Exercise instructions »
1. Please reproduce, word for word, the stretch of the career post below from "First of all" through "type of lifestyle?".
2. In the career post below, which areas does the writer say they would want to work with? List them all.

Quoted passage »
-- Opening Marker --

First of all this isn't about money or prestige; this is about enjoying my work. I am currently a seventh grade science teacher who wants to pursue a more analytically driven profession. I have had a passion for science and contemplated this endeavor for quite sometime. One of the main factors in my decision is what profession offers more interaction with people/coworkers and more excitement.
For example, I would like to work at a hospital with a large staff, instead of working with a small business filled with assistants and admins, but I do want to have a regular lifestyle. Are any medical specialties or dental specialties that allow for this type of lifestyle?
Can an Oral Surgeon own his own practice and work as a contractor at a hospital?
I do know that I would want to work with the teeth/face/heart/pulmonology.
From my understanding, what you want in a career is of three categories: 1) intellectually stimulation, 2) interpersonal interaction, and 3) variety or "excitement."
I feel that there are far more complex and interesting cases in medicine than in dentistry. The cases you encounter in medicine are presented in a set of symptoms that you analyze with diagnostics that you preform on your own or refer to others specialists or labs for more detailed tests and from this information you would ultimately match to a diagnosis and then follow protocol. I believe that the only form of pleasure that I would find in this process, aside from developing doctor-patient trust and getting a "feel-good" feeling from racking up karma points, is the sense of accomplishment upon reaching a diagnosis. To me the feeling that I would get would be similar to the one I get immediately after solving sudoku, math, or crosswords puzzles. This is a terrible analogy and probably an incorrect one because reaching a diagnosis can also be extremely stressful at times because you're dealing with peoples lives and not trivial games and after years of experience, various clinical aspects will become very remedial and look more like paperwork than medicine.
Dentistry is at the other spectrum of hitting pleasure centers. In this field, you are not given ambiguous symptoms left for you to organize, interpret, and diagnose as in medicine. Instead, you are limited to the oral cavity and most of the problems you encounter in patients are visual and aside from X-rays do not require other diagnostics and have relatively straight-forward solutions. But these straight-forward solutions may be very "technical" and require difficult surgical operations. These solutions are generally more rapid and more visually drastic and apparent than the solutions you would generally achieve in internal medicine where weeks may go by before patients appear any better (not OB/GYN, surgery, EM, etc.). By building an improved smile, you are able to hit pleasure centers that are similar to the ones you get from playing tetris or fixing a car.

-- Closing Marker --

Data for review »
-- Opening Marker --

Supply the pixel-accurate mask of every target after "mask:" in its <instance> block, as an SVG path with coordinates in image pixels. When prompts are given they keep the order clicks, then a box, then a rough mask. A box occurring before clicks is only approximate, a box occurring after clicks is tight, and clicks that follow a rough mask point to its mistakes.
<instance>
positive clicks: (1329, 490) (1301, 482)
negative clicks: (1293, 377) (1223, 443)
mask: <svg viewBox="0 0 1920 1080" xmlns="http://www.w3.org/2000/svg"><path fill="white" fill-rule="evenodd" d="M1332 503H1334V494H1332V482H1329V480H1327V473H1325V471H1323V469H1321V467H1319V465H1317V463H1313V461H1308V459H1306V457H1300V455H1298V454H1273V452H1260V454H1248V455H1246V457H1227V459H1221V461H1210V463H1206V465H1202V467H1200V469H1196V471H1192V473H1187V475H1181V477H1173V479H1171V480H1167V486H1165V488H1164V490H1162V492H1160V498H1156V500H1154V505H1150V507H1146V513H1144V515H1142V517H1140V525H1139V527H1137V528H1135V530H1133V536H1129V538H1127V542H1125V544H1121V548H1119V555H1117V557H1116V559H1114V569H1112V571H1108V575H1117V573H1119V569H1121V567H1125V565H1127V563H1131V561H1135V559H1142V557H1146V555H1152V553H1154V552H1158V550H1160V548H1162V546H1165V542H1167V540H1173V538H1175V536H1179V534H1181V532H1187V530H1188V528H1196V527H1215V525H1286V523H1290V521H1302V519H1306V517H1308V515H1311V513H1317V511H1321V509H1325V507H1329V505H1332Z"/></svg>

-- Closing Marker --

Answers for the tasks »
1.
First of all this isn't about money or prestige; this is about enjoying my work. I am currently a seventh grade science teacher who wants to pursue a more analytically driven profession. I have had a passion for science and contemplated this endeavor for quite sometime. One of the main factors in my decision is what profession offers more interaction with people/coworkers and more excitement.
For example, I would like to work at a hospital with a large staff, instead of working with a small business filled with assistants and admins, but I do want to have a regular lifestyle. Are any medical specialties or dental specialties that allow for this type of lifestyle?

2.
Teeth
Face
Heart
Pulmonology